__What the task requires__. Return the data that follows exactly. Include every line.

__Data section__.
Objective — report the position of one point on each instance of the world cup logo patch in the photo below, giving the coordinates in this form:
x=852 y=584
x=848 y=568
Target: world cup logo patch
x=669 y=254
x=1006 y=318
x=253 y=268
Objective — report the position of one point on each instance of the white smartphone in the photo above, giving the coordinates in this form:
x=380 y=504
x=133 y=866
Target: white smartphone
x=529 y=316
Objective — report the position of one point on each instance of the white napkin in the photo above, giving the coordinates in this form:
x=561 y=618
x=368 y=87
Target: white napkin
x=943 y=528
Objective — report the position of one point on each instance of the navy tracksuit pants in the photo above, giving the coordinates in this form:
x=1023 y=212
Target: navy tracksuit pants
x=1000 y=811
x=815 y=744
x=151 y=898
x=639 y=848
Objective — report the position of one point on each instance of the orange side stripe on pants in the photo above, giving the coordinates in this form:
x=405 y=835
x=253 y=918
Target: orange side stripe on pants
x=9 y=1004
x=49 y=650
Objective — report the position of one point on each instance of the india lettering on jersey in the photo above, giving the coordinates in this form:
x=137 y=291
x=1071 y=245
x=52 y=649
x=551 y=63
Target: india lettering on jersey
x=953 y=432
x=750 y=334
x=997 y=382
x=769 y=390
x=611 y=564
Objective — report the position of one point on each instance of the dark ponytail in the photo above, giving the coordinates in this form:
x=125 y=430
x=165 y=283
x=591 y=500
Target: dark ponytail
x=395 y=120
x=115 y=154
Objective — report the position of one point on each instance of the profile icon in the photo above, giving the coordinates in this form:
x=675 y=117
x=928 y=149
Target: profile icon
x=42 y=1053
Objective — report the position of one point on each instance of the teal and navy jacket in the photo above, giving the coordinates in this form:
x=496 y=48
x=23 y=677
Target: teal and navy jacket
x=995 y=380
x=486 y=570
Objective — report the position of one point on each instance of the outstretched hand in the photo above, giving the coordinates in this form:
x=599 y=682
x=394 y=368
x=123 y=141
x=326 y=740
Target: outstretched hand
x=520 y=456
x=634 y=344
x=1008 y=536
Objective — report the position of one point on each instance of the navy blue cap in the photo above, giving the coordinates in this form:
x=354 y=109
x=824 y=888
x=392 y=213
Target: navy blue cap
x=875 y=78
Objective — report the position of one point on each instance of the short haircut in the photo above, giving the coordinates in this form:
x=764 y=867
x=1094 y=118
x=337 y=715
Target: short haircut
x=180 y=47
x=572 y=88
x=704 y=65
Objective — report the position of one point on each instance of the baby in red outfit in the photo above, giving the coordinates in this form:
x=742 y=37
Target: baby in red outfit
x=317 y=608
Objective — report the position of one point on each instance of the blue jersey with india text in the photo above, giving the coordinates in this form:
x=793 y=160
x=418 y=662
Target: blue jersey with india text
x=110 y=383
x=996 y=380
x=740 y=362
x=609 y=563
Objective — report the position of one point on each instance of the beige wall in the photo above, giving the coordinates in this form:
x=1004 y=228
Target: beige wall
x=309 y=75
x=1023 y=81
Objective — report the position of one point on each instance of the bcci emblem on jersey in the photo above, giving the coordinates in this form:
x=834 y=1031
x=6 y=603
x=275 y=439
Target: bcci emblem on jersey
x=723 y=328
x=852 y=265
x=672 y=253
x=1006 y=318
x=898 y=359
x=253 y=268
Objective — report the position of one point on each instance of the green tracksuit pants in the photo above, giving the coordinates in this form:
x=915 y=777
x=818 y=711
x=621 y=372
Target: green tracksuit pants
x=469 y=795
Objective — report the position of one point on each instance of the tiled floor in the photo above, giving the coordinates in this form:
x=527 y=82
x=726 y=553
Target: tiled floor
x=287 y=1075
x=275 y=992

__Solved exercise__.
Objective — report the position of one point on each instance of the world cup logo patch in the photo below, giving the coordinates in this form:
x=852 y=584
x=848 y=568
Target: world cup logo patch
x=669 y=254
x=1006 y=318
x=253 y=268
Objective — report the position of one point on each instance of the white smartphone in the photo above, giving the coordinates in this form:
x=380 y=504
x=133 y=866
Target: white smartphone
x=529 y=316
Objective — report the position of one point on each instance of the white napkin in the photo above, giving the coordinates in this form:
x=561 y=618
x=368 y=87
Target: white napkin
x=943 y=528
Objective — report the position of one point on each instance of the navy tracksuit pants in the photo above, giving the coordinates in this form:
x=1023 y=212
Target: navy tracksuit pants
x=1000 y=811
x=815 y=744
x=151 y=898
x=639 y=848
Objective — report the position of one point on each instance of the orange side stripe on pants in the photo above, giving the coordinates in this form:
x=405 y=835
x=253 y=918
Target: orange side stripe on pants
x=9 y=1004
x=49 y=650
Objective — report the position of one point on each instance of the india lettering on jersey in the photo above, giving the coordinates in this form:
x=137 y=291
x=1071 y=245
x=52 y=649
x=551 y=63
Target: india lettering on jersey
x=953 y=432
x=750 y=334
x=997 y=382
x=769 y=390
x=611 y=564
Objective — report the position of one point on each instance of the dark ponytail in the photo above, giving the coordinates in this form:
x=125 y=430
x=165 y=283
x=591 y=500
Target: dark ponytail
x=395 y=120
x=115 y=154
Objective — report the position of one point on each instance of the profile icon in the photo above, giving the coordinates in this form:
x=675 y=117
x=928 y=149
Target: profile icon
x=42 y=1053
Objective — report the position of one point on each instance of the teal and navy jacket in the photo above, giving the coordinates in this form:
x=496 y=48
x=23 y=677
Target: teal and navy jacket
x=995 y=380
x=486 y=570
Objective — report the position of one point on each instance of the outstretched hand in the photo above, giving the coordinates in this form:
x=599 y=682
x=394 y=368
x=123 y=141
x=326 y=740
Target: outstretched hand
x=520 y=456
x=634 y=344
x=1008 y=536
Objective — report the position of one point on each instance of the navy blue cap in the photo above, giving the coordinates in this form:
x=354 y=109
x=824 y=888
x=392 y=213
Target: navy blue cap
x=875 y=78
Objective — report the position of one point on each instance of the short haircut in the photo above, giving the coordinates in this form:
x=764 y=867
x=1094 y=118
x=337 y=715
Target: short haircut
x=180 y=47
x=572 y=88
x=704 y=65
Objective — report the position of one point on each instance of the baby in red outfit in the photo above, giving the coordinates in this form:
x=742 y=37
Target: baby in red outfit
x=317 y=608
Objective — report the position of one point on each instance of the blue jersey with india text in the photo above, giving the coordinates in this form:
x=793 y=160
x=418 y=662
Target: blue jersey with india text
x=110 y=383
x=996 y=380
x=740 y=362
x=609 y=563
Objective — report the position of one point on each instance of the beige wall in the photo above, giving the coordinates in this form:
x=1004 y=228
Target: beige wall
x=309 y=75
x=1023 y=81
Objective — report the position of one point on each instance of the bcci emblem on jersey in the photo above, giving the coordinates in this form:
x=834 y=1031
x=6 y=603
x=275 y=439
Target: bcci emblem on jersey
x=723 y=328
x=852 y=265
x=672 y=253
x=1006 y=318
x=898 y=359
x=253 y=268
Objective — report the position of one point on each instance of the green tracksuit pants in the photo above, giving the coordinates in this form:
x=915 y=777
x=818 y=711
x=621 y=372
Target: green tracksuit pants
x=469 y=795
Objective — report the position of one point on each instance of the tiled floor in the photo above, giving the coordinates in this form:
x=527 y=82
x=726 y=553
Target: tiled floor
x=287 y=1075
x=275 y=992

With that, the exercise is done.